Can you reproduce, word for word, the stretch of the Graphcore chip article below from "Graphcore’s founders believe" through "than using GPUs."?

SOURCE PASSAGE ::
┄┄┄┄┄┄
Graphcore, a British AI chipmaker, has unveiled a powerful new processor which takes Nvidia’s crown.
Bristol-based Graphcore ranked number one on Fast Company’s top 10 most innovative AI companies of 2020 list. Nvidia, for comparison, ranked fifth.
Fast Company’s confidence in Graphcore clearly isn’t misplaced. Announcing its GC200 processor, Graphcore says its new chip is the world’s most complex.
The GC200 processor boasts 59.4 billion transistors and takes the crown from Nvidia’s A100 as the world’s largest. The A100 was announced by Nvidia earlier this year and features 54 billion transistors.
Each GC200 chip has 1,472 independent processor cores and 8,832 separate parallel threads, all supported by 900MB of in-processor RAM.
Graphcore says that up to 64,000 of the 7nm GC200 chips can be linked to create a massive parallel processor with around 16 exaflops of computational power and petabytes of power. Such a system would be able to support AI models with trillions of parameters.
“We are impressed with Graphcore’s technology for energy-efficient construction and execution of large, next-generation ML models, and we expect significant performance gains for several of our AI-oriented research projects in medical imaging and cardiac simulations,” comments Are Magnus Bruaset, Research Director at Simula Research Laboratory.
“We are also pursuing other avenues of research that can push the envelope for Graphcore’s multi-IPU systems, such as how to efficiently conduct large-scale, sparse linear algebra operations commonly found in physics-based HPC workloads.”
The GC200 is just the second chip to be launched by Graphcore. Compared to the first generation, the GC200 delivers an up to 9.3x performance increase.
Graphcore’s founders believe the IPU approach that the company is taking is more efficient than Nvidia’s GPU route. The ability to scale up to thousands of IPU processors in existing compute infrastructures could mean that the cost could be 10-20x lower than using GPUs.
Back in February, Graphcore announced that it had raised $150 million in funding for its R&D. The company’s total valuation is $1.95 billion.
Graphcore was fortunate to have secured its cash before the COVID-19 pandemic really hit – with many startups reporting difficulties obtaining vital funding where there was previous interest. Undoubtedly, the GC200 will help to power research to get us through this pandemic and all the other challenges the world faces now and in the future.
┄┄┄┄┄┄
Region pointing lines

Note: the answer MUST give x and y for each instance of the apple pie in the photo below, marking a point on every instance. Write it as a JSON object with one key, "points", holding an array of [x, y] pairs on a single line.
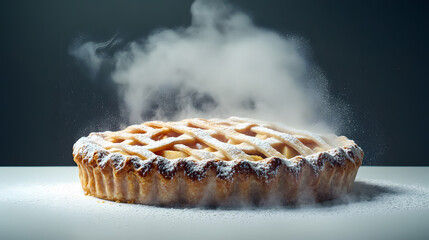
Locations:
{"points": [[216, 162]]}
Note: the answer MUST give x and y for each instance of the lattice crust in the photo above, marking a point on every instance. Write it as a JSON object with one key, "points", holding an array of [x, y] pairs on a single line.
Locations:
{"points": [[201, 139]]}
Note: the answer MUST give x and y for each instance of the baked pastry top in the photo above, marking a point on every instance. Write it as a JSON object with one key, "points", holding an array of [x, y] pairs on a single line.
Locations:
{"points": [[217, 162]]}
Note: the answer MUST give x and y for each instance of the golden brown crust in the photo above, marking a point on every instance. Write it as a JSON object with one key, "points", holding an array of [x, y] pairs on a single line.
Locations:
{"points": [[184, 182]]}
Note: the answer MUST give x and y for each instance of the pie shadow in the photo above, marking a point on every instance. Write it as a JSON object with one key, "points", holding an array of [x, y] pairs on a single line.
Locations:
{"points": [[362, 192]]}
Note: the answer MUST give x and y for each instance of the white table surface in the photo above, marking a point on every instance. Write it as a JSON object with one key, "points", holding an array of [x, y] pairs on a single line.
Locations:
{"points": [[48, 203]]}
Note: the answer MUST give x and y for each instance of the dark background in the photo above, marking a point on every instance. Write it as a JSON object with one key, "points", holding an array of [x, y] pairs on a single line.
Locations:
{"points": [[374, 54]]}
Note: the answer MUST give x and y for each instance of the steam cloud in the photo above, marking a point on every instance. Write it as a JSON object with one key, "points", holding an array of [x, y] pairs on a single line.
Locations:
┄┄┄┄┄┄
ANSWER FOR THIS EXERCISE ::
Graphcore’s founders believe the IPU approach that the company is taking is more efficient than Nvidia’s GPU route. The ability to scale up to thousands of IPU processors in existing compute infrastructures could mean that the cost could be 10-20x lower than using GPUs.